任务要求: 把 Structured Streaming 示例中的"lines"改名为"inputLines"后，从"import spark.implicits._"到"之后在 Dataset 里进行单词统计。"这一段会是什么样？

原文:
•••••
美文网首页
Structured Streaming 官方示例运行及问题解决

Structured Streaming 官方示例运行及问题解决

作者: lei_charles | 来源:发表于2019-12-05 10:54 被阅读0次
    1. 示例代码
      import org.apache.log4j.{Level, Logger}
      import org.apache.spark.SparkConf
      import org.apache.spark.sql.streaming.OutputMode
      import org.apache.spark.sql.{DataFrame, SparkSession}
      
      /**
        * 监听网络端口发来的内容,然后进行 WordCount
        */
      object StructuredStreamingDemo {
      
        def main(args: Array[String]): Unit = {
      
          Logger.getLogger("org.apache.spark").setLevel(Level.WARN)
          val conf = new SparkConf()
            .setIfMissing("spark.master", "local[4]")
            .setAppName("Structured Network Count")
            .set("fs.defaultFS","file://D:/temp/defaultFS/")
      
          // 创建程序入口 SparkSession,并引入 spark.implicits 来允许 Scalaobject 隐式转换为 DataFrame
          val spark: SparkSession = SparkSession.builder.config(conf).getOrCreate()
          import spark.implicits._
          
          // 第二步: 创建流。配置从 socket 读取流数据,地址和端口为 localhost: 9999
          val lines: DataFrame = spark.readStream.format("socket")
          .option("host", "192.168.1.101")
          .option("port", "9999")
          .load()
      
          // 第三步: 进行单词统计。这里 lines 是 DataFrame ,使用 as[String]给它定义类型转换为 Dataset, 之后在 Dataset 里进行单词统计。
•••••
提取信息:
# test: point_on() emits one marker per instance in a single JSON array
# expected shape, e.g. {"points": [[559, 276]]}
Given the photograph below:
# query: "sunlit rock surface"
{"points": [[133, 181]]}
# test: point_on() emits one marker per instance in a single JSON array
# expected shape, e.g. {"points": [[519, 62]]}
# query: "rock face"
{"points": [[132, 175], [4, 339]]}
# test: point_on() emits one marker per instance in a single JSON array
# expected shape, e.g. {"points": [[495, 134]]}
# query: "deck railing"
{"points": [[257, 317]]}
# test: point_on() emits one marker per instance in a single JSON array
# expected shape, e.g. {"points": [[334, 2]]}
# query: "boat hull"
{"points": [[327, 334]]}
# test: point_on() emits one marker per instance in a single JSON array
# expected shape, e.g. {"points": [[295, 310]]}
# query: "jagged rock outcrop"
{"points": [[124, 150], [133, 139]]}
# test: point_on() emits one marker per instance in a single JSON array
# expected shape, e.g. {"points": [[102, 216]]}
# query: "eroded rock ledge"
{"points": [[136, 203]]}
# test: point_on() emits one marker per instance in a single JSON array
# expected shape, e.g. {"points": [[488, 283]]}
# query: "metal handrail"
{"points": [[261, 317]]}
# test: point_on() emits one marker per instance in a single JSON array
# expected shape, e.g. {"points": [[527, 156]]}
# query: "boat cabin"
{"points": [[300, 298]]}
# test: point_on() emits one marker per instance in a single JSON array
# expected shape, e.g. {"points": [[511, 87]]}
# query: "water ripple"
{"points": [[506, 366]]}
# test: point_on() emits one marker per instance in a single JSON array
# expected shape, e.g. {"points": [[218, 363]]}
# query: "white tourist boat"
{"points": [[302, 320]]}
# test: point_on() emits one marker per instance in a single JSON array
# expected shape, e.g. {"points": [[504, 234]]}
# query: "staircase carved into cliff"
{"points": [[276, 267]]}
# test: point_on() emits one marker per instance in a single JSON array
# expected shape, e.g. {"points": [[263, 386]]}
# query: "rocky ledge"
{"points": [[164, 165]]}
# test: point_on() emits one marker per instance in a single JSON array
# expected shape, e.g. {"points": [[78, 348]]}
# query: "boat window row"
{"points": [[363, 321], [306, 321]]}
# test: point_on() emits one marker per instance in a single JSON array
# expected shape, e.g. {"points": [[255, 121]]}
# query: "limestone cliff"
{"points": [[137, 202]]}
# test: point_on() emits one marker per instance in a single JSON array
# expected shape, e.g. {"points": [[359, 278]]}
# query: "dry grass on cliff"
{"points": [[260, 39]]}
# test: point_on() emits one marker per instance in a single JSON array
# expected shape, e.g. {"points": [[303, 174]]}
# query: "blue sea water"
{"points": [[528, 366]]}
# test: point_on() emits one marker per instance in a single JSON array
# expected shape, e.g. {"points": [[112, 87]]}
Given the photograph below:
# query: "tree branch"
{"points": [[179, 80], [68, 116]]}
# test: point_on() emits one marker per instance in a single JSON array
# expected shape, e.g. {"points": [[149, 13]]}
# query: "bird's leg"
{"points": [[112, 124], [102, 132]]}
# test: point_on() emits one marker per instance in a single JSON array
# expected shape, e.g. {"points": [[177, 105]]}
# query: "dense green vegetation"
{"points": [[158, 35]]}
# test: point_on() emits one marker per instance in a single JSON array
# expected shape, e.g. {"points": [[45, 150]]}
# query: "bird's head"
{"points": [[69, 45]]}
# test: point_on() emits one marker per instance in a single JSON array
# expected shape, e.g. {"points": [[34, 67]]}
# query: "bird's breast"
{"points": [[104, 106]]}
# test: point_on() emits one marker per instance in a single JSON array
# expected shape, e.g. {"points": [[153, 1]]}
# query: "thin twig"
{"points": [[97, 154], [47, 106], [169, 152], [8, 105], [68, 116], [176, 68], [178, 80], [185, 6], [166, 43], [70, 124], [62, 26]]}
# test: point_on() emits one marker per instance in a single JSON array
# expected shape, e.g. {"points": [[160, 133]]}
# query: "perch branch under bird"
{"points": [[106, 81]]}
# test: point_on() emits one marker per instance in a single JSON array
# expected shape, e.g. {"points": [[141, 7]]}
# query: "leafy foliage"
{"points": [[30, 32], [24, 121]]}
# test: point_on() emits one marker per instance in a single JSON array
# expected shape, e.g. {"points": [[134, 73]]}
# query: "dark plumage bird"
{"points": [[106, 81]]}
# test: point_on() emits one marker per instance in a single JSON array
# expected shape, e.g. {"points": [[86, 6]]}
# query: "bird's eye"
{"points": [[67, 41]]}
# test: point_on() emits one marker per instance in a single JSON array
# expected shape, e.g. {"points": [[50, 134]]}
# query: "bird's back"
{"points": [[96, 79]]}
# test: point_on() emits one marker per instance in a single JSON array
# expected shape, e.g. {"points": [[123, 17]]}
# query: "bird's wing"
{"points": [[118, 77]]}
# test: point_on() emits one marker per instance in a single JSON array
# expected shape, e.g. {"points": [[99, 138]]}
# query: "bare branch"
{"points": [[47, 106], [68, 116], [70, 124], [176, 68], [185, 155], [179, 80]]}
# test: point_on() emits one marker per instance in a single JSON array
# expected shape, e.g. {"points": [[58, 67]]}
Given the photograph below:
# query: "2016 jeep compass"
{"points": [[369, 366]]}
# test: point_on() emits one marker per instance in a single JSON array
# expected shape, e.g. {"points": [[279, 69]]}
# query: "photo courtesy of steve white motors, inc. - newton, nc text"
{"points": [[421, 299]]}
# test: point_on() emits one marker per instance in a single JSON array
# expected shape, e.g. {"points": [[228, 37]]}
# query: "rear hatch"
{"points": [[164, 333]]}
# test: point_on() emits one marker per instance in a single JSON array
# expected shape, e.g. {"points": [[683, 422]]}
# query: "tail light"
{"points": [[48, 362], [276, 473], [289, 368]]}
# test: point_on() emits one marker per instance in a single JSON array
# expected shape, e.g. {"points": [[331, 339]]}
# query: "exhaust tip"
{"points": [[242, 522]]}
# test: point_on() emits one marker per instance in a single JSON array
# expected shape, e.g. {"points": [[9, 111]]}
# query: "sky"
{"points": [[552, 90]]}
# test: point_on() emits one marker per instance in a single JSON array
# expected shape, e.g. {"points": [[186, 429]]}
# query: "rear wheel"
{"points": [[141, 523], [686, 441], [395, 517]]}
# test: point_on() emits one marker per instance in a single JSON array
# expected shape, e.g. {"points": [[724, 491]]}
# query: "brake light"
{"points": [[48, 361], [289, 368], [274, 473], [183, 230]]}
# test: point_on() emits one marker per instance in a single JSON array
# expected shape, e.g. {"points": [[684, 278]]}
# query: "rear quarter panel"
•••••
回答:
import spark.implicits._
          
          // 第二步: 创建流。配置从 socket 读取流数据,地址和端口为 localhost: 9999
          val inputLines: DataFrame = spark.readStream.format("socket")
          .option("host", "192.168.1.101")
          .option("port", "9999")
          .load()
      
          // 第三步: 进行单词统计。这里 inputLines 是 DataFrame ,使用 as[String]给它定义类型转换为 Dataset, 之后在 Dataset 里进行单词统计。